[Source records]
»»
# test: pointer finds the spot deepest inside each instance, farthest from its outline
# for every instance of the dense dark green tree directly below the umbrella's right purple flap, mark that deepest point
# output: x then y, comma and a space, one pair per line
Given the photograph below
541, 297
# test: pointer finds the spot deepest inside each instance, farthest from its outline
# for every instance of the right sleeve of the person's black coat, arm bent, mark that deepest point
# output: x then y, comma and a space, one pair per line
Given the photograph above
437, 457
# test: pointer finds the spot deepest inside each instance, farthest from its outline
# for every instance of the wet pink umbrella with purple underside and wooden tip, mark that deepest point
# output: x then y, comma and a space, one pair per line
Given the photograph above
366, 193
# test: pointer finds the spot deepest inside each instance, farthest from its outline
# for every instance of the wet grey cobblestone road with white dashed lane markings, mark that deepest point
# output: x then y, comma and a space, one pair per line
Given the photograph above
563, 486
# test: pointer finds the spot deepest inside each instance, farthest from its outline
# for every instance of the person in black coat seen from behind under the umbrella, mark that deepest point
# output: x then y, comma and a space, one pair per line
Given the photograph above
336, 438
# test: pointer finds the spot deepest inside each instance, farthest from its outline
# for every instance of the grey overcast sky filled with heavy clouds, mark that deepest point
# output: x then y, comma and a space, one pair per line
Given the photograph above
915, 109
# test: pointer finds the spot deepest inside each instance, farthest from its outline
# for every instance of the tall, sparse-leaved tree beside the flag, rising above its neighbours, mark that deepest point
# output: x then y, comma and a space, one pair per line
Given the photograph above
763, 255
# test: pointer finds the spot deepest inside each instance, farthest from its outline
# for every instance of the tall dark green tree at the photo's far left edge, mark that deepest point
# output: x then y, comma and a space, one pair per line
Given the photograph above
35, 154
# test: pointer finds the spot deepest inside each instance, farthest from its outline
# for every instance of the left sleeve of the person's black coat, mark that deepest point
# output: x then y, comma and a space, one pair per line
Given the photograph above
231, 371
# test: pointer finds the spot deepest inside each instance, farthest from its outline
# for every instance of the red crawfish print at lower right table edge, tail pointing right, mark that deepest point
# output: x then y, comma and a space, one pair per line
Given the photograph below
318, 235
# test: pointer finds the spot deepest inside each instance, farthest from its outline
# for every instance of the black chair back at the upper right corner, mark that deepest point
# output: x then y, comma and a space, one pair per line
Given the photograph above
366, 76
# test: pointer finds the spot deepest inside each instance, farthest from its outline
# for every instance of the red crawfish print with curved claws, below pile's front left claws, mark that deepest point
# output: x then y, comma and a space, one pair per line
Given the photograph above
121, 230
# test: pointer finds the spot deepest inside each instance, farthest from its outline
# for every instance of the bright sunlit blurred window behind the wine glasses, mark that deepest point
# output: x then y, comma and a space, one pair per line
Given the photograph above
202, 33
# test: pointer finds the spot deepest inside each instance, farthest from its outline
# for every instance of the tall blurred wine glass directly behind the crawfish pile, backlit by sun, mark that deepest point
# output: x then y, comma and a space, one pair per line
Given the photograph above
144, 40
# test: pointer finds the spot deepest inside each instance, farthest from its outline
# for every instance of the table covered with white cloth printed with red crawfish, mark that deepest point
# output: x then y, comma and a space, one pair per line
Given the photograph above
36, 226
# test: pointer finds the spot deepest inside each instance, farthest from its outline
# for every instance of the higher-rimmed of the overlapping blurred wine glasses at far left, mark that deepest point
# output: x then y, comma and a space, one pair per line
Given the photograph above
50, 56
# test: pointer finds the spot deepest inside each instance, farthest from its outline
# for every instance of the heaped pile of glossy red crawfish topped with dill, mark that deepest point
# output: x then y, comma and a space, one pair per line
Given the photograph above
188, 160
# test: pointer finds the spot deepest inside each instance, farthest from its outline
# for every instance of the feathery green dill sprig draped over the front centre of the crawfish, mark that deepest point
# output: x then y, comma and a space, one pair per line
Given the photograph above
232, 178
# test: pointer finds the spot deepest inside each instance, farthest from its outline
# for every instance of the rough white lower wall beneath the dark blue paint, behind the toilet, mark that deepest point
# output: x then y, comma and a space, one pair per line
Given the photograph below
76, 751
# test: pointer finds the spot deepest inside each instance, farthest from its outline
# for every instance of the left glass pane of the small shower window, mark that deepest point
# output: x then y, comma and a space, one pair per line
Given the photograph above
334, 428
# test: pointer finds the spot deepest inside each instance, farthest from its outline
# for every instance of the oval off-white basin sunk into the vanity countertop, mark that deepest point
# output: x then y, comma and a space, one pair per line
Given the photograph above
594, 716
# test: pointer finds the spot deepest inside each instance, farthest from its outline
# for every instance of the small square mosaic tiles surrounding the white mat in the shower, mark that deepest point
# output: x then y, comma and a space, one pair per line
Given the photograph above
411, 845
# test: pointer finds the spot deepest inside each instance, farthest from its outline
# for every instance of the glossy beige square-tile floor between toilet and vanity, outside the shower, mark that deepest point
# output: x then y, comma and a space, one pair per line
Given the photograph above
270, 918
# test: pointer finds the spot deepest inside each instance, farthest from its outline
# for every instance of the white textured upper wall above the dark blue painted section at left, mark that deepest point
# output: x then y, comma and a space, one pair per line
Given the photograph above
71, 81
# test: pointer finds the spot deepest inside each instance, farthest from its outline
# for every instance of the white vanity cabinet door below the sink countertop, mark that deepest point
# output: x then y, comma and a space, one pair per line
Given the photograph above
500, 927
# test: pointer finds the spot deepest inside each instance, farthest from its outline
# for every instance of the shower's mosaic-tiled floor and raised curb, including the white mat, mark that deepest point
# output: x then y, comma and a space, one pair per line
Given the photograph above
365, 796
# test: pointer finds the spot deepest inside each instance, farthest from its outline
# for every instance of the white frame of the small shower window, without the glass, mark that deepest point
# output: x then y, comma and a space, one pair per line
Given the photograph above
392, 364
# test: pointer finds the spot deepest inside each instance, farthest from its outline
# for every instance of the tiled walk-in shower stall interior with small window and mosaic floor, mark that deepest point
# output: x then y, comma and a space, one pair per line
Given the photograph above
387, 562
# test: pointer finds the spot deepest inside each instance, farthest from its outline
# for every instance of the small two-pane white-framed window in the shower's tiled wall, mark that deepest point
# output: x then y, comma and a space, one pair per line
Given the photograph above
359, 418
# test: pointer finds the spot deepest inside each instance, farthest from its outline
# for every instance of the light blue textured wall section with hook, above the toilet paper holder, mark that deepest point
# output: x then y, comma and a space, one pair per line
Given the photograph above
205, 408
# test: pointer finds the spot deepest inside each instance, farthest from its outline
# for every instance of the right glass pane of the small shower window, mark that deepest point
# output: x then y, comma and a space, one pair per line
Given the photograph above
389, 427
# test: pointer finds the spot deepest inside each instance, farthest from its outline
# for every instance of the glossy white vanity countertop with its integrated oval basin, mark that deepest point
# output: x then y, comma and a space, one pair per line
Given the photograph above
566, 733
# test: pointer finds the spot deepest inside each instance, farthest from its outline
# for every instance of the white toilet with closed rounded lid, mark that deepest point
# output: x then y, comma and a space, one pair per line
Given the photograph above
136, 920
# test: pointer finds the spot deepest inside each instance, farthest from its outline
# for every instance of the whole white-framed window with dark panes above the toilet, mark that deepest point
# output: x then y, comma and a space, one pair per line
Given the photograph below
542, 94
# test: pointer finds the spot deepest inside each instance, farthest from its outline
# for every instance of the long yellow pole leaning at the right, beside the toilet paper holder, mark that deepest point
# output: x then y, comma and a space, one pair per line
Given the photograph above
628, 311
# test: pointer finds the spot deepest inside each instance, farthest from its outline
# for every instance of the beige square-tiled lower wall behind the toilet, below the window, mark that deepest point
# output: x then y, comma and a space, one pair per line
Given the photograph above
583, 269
««
What you have to do » Please work out how many lines in the data include "upper"; write that number only.

Response to the task » 2